- Description of the task: Put the entries starting at the line that contains "Find neighboring house" and ending at the line that contains "0 260 640 426" into a two-column CSV with the headers entry_text and answer. Give one row per entry, with its text and its answer each in a single quoted field and any line breaks replaced by spaces.
⁂
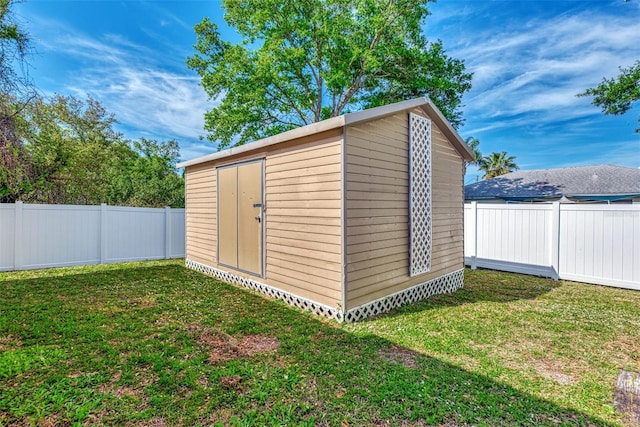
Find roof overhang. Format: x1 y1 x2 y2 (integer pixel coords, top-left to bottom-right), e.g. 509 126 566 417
177 98 473 168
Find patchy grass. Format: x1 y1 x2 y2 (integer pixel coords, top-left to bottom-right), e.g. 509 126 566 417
0 261 640 426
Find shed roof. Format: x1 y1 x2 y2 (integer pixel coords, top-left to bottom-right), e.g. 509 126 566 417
464 165 640 200
177 98 473 168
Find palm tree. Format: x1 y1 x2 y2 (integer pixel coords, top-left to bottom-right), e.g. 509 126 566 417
478 151 520 179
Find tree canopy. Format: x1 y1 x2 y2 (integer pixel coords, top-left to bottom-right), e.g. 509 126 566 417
478 151 520 179
187 0 471 148
0 95 184 207
0 0 31 96
578 61 640 133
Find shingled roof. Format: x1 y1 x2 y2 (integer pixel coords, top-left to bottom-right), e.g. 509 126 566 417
464 165 640 201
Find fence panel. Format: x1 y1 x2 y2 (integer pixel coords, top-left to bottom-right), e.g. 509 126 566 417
0 202 185 271
0 204 16 271
105 206 165 262
21 205 100 270
465 203 555 277
559 205 640 290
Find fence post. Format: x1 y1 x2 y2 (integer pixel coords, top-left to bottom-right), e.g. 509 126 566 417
469 201 478 270
13 201 24 270
100 203 107 264
164 206 171 259
549 202 560 280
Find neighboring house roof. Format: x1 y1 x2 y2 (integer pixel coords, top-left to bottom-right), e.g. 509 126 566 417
464 165 640 201
177 98 473 168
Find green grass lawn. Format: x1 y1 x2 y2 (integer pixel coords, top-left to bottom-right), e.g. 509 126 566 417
0 260 640 426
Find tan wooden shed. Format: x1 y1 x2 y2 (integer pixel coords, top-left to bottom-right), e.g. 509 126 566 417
178 98 471 321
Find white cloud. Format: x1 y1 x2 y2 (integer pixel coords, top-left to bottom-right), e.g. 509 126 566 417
448 2 640 149
33 22 215 158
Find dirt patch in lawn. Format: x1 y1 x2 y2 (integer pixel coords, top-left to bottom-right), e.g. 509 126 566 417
380 345 420 369
613 371 640 426
189 326 280 363
0 335 22 351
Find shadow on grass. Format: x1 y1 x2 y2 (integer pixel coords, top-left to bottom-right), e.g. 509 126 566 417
0 265 607 426
382 268 562 316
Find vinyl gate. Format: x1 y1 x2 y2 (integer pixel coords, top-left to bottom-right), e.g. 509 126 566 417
465 202 640 290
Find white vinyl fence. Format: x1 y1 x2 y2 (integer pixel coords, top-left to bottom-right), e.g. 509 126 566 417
⁂
- Written response:
entry_text,answer
"Find neighboring house roof. Format: x1 y1 x2 y2 (integer pixel coords, top-left to bottom-right), e.g. 509 126 566 417","464 165 640 201 177 98 473 168"
"Find green grass lawn. Format: x1 y1 x2 y2 (integer pixel coords, top-left to bottom-right), e.g. 509 126 566 417","0 260 640 426"